**Exercise aim**
For this exercise, output the line containing "</instance>" and every line after it through the end of the records, exactly, and no other line.

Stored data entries
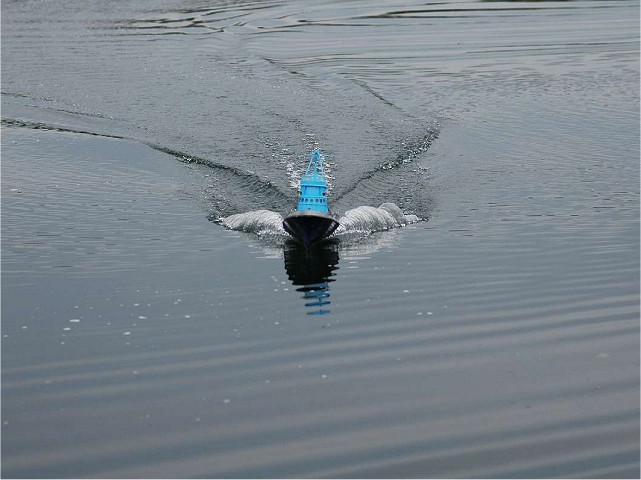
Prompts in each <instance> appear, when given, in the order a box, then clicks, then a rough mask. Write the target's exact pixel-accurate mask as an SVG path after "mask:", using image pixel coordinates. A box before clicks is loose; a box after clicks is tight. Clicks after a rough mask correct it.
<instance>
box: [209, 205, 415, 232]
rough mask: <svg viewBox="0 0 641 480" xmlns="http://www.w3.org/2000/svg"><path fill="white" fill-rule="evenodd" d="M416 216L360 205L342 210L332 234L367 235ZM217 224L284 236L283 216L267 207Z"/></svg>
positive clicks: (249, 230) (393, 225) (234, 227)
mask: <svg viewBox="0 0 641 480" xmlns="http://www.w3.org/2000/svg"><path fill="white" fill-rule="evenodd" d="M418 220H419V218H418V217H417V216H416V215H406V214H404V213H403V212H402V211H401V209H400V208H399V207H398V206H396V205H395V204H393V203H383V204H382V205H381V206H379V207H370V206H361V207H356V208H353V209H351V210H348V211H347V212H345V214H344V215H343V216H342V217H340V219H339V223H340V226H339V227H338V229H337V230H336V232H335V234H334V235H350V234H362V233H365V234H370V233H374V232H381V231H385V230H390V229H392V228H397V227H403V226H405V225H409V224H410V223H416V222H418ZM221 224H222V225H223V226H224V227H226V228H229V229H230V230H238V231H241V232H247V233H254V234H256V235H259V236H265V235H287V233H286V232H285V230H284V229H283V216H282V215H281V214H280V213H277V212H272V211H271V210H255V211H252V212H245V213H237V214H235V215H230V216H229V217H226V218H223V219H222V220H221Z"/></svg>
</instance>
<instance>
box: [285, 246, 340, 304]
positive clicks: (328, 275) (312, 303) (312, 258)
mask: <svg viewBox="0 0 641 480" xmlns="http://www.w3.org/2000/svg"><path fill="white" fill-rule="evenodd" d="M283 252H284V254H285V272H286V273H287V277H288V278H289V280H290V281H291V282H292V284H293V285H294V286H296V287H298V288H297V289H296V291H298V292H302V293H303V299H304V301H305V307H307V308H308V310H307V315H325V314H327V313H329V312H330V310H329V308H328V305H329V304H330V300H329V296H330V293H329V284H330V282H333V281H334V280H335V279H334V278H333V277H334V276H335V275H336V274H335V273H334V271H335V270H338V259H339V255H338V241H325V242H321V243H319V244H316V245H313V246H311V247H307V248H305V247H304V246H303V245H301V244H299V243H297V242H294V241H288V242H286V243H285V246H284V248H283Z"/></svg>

**Reply**
</instance>
<instance>
box: [285, 246, 340, 304]
positive clicks: (328, 275) (312, 303) (312, 258)
mask: <svg viewBox="0 0 641 480" xmlns="http://www.w3.org/2000/svg"><path fill="white" fill-rule="evenodd" d="M283 252H284V254H285V272H286V273H287V277H288V278H289V280H290V281H291V282H292V284H293V285H294V286H296V287H298V288H297V289H296V291H298V292H302V293H303V299H304V301H305V307H307V308H308V310H307V315H325V314H327V313H329V312H330V310H329V308H328V305H329V304H330V300H329V296H330V293H329V284H330V282H333V281H334V280H335V279H334V278H333V277H334V276H335V275H336V274H335V273H334V271H335V270H338V259H339V255H338V241H325V242H321V243H319V244H316V245H313V246H311V247H307V248H305V247H304V246H303V245H301V244H299V243H297V242H294V241H288V242H286V243H285V246H284V248H283Z"/></svg>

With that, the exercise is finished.